**Work item**: Once you reach the line containing "the muddy brown" in the data below, restate each line word for word up to and including the one containing "the green hill".

*** Data extract ***

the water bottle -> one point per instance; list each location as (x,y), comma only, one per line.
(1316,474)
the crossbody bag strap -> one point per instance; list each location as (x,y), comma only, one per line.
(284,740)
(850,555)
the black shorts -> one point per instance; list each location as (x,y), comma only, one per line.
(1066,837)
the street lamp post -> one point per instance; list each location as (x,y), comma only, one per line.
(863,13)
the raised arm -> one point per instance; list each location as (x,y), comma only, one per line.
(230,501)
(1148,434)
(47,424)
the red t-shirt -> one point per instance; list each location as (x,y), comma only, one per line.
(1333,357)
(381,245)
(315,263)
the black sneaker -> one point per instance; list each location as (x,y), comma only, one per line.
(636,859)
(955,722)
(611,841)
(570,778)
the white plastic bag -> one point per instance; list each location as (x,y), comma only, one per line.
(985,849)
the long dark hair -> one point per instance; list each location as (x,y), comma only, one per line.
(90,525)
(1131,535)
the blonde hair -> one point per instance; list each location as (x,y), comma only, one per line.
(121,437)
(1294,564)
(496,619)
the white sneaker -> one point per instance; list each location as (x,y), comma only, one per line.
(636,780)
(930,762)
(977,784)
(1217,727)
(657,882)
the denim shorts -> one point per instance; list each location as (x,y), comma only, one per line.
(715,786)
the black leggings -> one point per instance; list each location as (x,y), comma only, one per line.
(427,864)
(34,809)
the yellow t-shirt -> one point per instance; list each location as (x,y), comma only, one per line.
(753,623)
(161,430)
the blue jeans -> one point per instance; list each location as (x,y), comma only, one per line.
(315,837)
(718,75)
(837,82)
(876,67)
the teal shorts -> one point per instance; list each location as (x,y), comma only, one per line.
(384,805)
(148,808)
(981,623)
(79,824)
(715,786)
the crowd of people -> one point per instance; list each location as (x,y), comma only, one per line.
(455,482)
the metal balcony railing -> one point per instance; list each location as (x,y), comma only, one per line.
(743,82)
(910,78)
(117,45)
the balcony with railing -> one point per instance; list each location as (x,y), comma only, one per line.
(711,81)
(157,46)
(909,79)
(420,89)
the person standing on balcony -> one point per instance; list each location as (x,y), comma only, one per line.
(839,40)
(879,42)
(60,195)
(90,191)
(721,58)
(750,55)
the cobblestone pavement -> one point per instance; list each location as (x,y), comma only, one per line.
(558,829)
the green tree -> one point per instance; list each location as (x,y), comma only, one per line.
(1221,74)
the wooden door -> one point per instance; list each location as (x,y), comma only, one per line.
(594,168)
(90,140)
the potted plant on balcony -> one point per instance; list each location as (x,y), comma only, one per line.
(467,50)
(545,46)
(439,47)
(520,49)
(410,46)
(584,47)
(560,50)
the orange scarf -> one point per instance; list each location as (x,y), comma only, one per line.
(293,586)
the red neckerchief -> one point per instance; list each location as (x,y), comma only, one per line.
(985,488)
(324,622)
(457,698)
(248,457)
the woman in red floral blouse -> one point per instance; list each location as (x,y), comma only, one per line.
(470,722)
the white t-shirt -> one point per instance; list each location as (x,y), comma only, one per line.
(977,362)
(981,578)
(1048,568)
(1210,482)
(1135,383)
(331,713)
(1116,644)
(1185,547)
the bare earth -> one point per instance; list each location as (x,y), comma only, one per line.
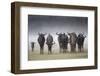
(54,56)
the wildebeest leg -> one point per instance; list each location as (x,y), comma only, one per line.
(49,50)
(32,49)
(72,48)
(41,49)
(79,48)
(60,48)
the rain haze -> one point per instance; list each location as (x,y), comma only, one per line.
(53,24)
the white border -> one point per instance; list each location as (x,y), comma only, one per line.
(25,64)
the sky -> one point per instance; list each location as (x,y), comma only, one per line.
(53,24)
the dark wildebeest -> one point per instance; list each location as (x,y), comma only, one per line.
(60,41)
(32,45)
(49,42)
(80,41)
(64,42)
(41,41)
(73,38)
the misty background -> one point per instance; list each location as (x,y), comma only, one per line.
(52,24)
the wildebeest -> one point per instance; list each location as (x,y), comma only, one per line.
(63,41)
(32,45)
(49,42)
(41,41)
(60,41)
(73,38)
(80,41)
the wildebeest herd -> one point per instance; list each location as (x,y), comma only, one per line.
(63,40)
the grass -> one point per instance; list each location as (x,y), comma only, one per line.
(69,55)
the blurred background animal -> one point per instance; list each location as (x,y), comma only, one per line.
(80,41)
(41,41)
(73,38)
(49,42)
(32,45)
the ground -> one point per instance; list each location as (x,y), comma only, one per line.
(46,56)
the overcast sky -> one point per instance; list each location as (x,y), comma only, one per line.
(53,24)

*** End of Data extract ***
*** Data extract ***

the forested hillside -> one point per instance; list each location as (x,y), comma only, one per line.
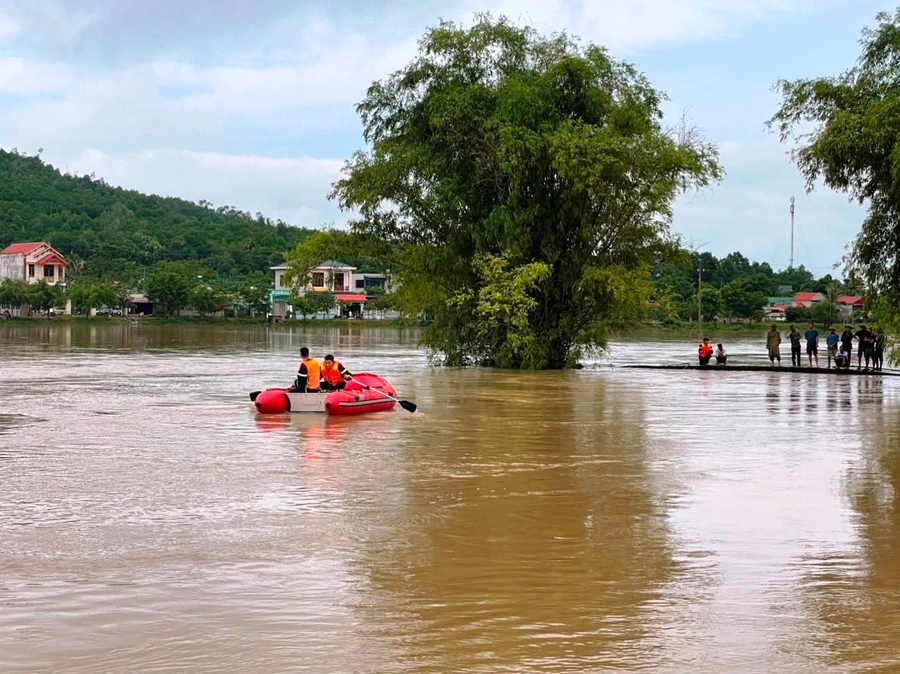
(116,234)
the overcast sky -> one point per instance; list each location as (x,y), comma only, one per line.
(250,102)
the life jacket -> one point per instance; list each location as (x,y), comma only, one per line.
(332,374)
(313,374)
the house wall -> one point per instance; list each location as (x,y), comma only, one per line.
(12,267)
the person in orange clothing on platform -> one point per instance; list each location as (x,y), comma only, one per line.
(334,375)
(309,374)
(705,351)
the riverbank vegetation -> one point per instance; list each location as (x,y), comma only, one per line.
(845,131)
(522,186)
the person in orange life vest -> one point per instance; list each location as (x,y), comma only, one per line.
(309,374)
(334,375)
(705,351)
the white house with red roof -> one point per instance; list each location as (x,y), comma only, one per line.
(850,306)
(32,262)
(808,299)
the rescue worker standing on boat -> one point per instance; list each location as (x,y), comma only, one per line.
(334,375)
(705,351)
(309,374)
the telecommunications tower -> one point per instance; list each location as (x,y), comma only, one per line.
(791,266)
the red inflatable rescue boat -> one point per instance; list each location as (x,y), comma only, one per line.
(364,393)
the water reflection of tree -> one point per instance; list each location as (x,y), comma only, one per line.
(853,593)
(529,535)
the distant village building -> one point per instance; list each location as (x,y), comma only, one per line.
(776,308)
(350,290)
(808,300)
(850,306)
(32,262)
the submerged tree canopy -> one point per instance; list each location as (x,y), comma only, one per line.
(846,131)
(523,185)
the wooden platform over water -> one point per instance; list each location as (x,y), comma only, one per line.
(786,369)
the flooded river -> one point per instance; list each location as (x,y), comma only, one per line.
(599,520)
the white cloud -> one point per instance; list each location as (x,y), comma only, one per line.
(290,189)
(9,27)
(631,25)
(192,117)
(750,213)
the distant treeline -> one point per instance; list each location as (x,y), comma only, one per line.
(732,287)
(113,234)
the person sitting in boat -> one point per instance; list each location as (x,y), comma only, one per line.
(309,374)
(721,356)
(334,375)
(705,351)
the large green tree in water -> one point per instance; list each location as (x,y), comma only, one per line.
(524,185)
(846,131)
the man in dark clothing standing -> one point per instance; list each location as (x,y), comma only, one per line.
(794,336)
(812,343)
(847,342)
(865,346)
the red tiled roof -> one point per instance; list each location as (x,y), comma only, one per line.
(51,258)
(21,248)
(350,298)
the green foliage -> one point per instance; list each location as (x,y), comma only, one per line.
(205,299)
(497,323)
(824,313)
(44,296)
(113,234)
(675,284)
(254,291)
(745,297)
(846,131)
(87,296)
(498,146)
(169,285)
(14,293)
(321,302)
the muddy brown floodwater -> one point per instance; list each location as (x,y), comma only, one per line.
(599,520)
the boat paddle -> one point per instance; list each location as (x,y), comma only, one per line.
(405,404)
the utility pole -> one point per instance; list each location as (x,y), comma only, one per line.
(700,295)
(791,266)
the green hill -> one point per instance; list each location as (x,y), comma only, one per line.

*** End of Data extract ***
*** Data extract ***

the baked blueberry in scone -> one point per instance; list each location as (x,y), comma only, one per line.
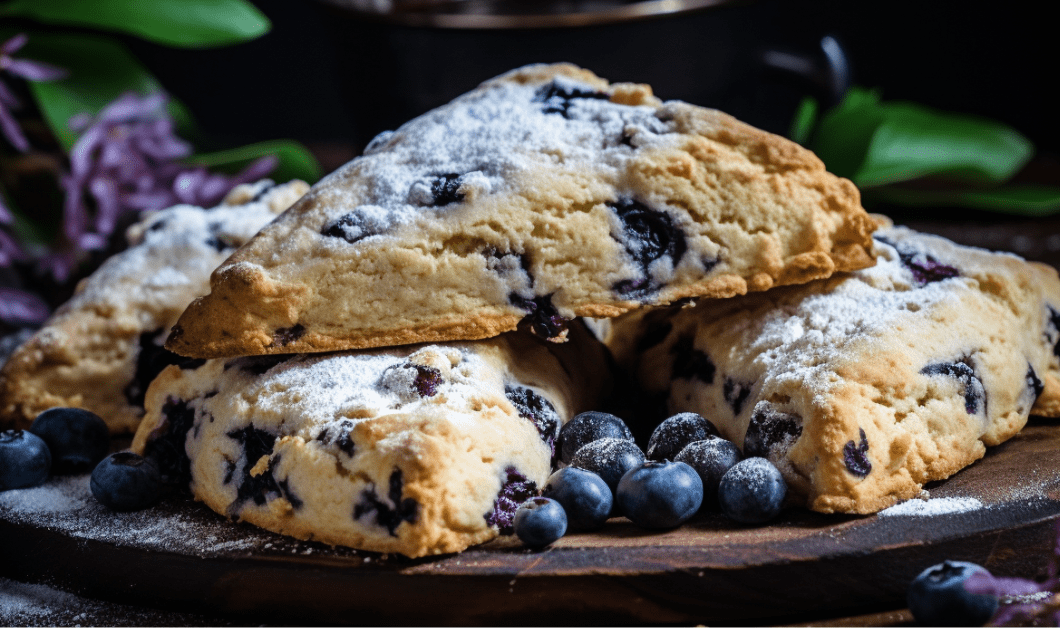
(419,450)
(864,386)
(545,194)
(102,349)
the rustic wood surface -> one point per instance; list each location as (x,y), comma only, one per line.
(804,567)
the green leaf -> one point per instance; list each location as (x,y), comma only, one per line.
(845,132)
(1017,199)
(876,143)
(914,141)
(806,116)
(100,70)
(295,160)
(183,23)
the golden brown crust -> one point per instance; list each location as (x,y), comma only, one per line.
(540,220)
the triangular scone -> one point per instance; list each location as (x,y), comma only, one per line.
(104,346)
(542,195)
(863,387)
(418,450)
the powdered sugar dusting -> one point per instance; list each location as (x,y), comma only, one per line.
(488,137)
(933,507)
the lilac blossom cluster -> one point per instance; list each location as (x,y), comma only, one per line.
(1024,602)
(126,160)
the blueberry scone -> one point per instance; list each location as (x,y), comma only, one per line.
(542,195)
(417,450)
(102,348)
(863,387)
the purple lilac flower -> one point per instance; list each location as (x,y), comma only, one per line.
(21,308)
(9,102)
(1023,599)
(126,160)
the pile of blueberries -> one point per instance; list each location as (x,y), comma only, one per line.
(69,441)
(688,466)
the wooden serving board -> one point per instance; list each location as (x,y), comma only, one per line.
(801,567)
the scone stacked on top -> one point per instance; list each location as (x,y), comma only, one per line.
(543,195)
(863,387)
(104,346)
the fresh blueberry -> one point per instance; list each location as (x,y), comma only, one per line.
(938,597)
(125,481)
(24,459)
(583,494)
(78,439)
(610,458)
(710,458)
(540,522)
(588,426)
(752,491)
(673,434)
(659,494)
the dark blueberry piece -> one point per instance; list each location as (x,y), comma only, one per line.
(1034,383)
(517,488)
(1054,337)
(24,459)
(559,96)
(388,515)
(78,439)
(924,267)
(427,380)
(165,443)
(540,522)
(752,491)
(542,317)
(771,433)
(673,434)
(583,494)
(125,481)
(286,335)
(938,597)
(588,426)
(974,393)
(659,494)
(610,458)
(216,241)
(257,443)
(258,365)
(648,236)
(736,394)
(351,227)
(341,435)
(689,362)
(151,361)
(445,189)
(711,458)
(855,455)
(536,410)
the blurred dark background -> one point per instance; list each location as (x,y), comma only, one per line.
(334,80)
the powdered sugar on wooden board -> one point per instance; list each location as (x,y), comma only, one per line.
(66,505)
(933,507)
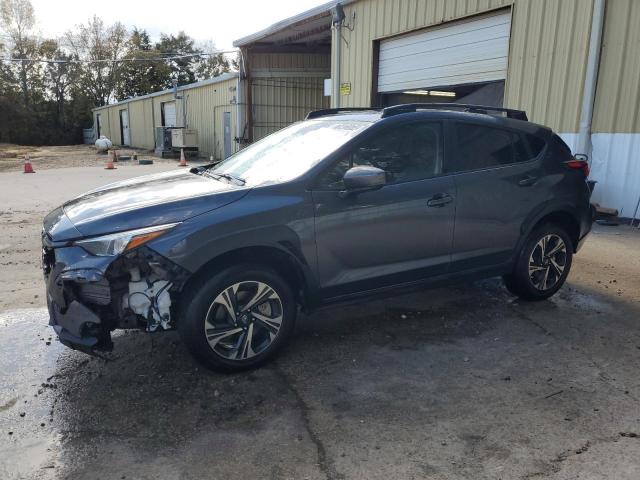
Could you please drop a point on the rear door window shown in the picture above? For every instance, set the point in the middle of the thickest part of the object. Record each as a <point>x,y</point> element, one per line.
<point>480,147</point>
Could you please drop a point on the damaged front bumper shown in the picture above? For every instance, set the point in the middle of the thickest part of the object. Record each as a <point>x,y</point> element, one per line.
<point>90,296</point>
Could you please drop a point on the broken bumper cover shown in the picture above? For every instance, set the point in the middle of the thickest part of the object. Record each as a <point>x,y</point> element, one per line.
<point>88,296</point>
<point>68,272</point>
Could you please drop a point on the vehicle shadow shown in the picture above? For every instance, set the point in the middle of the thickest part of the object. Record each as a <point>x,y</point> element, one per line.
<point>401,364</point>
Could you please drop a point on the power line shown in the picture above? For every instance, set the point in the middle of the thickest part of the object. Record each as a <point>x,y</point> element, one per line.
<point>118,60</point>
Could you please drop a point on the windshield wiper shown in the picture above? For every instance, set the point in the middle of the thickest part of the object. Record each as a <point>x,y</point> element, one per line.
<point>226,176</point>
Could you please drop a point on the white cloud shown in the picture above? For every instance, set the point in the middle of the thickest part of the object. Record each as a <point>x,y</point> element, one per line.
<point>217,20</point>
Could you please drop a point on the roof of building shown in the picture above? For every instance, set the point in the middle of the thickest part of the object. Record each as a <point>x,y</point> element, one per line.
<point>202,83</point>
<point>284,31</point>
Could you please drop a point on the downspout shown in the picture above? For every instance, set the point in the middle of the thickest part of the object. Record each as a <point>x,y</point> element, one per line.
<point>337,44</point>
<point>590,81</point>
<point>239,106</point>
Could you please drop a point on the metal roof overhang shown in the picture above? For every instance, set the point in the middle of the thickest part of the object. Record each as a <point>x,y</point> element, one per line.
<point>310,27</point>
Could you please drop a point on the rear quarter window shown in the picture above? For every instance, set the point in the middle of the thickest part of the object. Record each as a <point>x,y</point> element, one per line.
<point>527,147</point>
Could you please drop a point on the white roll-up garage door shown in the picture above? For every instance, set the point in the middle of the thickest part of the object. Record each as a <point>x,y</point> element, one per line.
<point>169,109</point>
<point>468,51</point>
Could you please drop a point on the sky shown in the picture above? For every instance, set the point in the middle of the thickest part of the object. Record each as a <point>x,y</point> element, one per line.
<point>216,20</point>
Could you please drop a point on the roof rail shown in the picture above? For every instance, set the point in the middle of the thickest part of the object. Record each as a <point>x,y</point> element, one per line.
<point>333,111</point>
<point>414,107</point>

*** End of Data extract ***

**Completed task**:
the muddy brown floodwater -> one point per instance; list each location as (x,y), comma only, one per line.
(599,520)
the boat paddle -> one point per instance; list each location as (x,y), comma only, one per line.
(405,404)
the utility pole -> one point per instance; list each location as (x,y), comma only, one per line.
(700,295)
(791,266)
the green hill -> one point per instance; list each location as (x,y), comma only, one per line.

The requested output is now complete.